### Your objective
Which lines of the entries contain the word "signpost"? Please list them.

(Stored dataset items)
►

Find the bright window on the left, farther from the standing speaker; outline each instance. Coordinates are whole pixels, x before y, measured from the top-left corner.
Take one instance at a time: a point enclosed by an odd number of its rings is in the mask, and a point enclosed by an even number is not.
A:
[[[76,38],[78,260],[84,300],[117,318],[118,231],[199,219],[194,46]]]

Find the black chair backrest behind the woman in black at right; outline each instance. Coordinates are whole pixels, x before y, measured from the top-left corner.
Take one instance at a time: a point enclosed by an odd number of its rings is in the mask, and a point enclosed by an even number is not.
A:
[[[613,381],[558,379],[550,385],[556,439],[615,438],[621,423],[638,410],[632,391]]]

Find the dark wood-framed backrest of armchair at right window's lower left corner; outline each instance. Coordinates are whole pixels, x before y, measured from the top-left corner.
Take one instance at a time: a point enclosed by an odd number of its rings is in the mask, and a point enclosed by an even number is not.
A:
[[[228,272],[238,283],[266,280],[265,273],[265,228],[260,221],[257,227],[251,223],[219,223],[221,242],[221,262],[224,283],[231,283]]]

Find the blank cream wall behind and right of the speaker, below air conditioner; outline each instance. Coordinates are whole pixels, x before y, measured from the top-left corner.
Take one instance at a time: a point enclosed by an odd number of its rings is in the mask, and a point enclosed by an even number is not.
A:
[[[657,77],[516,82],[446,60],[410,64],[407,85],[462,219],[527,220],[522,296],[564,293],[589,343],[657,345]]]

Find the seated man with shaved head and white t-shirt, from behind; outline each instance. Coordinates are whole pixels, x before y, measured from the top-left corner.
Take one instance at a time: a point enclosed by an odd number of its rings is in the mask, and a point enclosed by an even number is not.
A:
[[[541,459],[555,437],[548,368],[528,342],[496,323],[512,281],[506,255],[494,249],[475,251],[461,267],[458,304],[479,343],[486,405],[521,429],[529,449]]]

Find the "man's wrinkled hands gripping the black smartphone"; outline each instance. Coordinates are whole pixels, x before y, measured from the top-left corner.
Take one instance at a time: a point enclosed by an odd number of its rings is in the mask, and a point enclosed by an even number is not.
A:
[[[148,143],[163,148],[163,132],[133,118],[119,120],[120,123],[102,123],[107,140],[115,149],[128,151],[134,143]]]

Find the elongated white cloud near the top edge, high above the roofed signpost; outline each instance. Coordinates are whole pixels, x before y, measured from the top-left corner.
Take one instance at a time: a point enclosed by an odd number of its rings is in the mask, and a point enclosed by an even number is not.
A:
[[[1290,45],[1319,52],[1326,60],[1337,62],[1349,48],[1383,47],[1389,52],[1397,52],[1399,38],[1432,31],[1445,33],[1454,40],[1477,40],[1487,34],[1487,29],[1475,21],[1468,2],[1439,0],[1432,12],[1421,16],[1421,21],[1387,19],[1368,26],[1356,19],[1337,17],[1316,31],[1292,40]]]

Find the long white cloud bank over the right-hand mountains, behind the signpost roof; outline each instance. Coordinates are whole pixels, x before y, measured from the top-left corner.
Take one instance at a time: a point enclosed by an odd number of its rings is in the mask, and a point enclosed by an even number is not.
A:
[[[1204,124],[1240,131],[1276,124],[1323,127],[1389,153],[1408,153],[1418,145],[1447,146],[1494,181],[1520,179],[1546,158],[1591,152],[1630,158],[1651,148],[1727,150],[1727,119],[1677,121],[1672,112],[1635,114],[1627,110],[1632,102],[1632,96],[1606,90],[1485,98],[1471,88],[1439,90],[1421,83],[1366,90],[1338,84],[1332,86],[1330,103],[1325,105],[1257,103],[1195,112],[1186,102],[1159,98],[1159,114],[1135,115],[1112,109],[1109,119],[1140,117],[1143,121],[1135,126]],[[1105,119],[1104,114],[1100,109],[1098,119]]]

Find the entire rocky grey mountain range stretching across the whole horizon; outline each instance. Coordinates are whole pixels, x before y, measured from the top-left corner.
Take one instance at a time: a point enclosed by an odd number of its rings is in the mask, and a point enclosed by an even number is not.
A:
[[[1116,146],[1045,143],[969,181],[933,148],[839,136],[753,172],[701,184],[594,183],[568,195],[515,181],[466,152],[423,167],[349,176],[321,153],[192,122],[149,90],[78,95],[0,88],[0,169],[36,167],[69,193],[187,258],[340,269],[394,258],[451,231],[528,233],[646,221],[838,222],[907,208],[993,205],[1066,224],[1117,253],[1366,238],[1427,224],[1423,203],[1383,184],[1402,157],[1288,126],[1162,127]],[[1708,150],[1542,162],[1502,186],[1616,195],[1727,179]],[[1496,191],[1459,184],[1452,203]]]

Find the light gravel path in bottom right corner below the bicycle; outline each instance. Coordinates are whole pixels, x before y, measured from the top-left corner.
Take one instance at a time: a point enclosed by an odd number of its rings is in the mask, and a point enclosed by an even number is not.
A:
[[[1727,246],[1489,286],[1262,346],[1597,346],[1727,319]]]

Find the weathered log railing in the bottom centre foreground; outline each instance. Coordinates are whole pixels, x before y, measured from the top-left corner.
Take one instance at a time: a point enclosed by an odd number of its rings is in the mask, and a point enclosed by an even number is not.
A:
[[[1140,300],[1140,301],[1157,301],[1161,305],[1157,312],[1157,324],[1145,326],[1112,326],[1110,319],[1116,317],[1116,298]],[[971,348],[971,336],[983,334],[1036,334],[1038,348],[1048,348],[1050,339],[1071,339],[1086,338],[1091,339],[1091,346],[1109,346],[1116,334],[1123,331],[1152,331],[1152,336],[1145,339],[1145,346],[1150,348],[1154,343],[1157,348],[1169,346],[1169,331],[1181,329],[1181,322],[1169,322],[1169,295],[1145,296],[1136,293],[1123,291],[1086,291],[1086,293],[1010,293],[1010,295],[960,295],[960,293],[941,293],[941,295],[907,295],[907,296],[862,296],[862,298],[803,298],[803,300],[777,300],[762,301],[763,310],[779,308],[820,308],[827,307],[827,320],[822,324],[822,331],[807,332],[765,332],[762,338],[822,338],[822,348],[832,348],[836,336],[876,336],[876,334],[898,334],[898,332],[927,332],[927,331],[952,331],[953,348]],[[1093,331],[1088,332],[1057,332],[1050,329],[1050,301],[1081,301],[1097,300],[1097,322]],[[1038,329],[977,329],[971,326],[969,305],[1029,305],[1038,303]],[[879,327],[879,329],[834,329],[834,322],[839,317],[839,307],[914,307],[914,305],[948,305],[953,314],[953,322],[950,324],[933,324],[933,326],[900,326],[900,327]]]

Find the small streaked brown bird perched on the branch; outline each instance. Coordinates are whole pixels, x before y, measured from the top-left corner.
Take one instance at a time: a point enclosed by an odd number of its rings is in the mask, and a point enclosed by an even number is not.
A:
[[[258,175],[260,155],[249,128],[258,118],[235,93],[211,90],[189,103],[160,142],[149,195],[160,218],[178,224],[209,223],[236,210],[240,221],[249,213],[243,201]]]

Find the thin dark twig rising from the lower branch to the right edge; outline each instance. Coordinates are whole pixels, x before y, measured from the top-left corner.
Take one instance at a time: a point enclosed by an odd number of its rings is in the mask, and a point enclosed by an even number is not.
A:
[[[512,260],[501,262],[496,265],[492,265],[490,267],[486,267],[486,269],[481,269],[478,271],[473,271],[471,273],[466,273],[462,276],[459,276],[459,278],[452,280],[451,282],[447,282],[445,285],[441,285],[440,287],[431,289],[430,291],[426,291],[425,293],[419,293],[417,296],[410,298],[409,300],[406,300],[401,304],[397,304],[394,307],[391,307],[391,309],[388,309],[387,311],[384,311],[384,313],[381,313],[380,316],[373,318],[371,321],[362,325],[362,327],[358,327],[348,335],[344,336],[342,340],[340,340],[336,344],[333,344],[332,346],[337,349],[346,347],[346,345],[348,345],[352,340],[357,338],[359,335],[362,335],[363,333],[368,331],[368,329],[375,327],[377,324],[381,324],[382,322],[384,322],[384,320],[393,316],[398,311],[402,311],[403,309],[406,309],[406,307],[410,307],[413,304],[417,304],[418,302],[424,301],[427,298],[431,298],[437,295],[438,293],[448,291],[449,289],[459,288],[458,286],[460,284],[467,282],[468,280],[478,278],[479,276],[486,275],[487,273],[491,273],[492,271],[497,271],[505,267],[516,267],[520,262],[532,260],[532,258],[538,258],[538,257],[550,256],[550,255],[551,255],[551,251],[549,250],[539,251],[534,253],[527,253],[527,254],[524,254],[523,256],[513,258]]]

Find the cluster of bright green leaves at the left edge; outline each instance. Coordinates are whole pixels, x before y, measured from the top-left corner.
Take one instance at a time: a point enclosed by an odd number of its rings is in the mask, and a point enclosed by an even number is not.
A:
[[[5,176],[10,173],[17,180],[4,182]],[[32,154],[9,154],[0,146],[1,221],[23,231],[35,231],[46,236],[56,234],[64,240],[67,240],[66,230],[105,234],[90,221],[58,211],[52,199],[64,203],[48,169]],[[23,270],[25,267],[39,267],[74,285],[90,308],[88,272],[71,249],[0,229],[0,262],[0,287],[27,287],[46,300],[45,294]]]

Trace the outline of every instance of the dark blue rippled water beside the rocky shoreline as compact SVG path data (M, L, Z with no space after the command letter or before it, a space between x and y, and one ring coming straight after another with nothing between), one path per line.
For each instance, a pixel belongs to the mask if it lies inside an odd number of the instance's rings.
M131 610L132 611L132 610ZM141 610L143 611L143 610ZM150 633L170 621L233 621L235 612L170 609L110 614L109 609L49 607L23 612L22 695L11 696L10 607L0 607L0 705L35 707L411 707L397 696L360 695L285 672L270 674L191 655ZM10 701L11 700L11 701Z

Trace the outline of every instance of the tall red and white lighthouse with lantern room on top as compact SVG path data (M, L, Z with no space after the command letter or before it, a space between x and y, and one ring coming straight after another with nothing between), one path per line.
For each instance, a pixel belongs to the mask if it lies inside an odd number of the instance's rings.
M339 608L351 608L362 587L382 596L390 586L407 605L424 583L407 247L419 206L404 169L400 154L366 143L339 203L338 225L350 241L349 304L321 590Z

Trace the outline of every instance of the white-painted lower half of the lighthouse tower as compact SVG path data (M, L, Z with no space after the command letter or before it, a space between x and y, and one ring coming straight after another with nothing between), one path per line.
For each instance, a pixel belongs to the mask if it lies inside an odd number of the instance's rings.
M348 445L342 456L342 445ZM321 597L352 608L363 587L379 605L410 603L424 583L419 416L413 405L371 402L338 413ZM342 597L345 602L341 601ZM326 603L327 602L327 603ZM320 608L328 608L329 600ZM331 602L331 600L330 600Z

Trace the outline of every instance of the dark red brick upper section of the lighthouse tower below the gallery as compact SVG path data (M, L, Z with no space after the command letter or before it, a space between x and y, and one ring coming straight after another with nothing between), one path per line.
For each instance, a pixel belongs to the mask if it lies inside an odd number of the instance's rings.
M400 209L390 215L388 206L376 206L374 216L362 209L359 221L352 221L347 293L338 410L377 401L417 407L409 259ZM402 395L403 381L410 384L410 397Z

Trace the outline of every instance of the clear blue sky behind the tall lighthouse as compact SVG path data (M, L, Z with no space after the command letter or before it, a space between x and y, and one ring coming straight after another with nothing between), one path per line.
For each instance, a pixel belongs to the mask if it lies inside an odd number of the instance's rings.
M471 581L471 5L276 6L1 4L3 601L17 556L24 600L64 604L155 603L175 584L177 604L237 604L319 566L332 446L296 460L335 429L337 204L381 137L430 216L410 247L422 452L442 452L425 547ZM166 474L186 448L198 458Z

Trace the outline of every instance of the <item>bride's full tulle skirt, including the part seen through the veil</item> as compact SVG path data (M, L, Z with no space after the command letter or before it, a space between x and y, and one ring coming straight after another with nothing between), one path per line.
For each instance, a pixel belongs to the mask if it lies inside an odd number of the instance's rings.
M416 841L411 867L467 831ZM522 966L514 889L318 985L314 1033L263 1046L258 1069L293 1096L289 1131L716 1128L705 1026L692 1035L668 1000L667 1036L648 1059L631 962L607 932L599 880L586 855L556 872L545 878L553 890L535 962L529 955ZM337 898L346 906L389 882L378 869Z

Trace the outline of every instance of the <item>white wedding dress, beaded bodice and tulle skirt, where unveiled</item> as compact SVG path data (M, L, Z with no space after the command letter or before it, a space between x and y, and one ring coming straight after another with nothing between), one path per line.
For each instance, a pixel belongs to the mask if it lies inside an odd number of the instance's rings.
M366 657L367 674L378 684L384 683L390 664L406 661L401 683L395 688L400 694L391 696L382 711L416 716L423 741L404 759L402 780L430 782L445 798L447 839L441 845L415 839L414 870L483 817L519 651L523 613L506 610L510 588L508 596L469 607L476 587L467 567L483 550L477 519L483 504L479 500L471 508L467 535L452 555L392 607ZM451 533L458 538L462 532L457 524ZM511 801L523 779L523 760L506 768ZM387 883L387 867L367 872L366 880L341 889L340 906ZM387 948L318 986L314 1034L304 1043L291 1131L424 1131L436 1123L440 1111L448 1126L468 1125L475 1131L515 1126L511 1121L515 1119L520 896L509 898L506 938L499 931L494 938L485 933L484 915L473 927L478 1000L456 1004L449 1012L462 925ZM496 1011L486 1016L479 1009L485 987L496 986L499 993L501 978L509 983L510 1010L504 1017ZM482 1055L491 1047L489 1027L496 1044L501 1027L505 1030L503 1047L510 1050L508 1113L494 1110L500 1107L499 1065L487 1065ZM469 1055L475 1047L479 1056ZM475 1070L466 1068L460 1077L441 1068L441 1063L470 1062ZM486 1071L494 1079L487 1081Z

◄

### Task answer
Find the elongated white cloud near the top edge, high above the roofed signpost; outline each instance. Coordinates are whole pixels, x before y, measured from the top-left corner.
Find the long white cloud bank over the right-hand mountains, behind the signpost roof; outline each instance. Coordinates are whole pixels, x before y, measured from the top-left corner.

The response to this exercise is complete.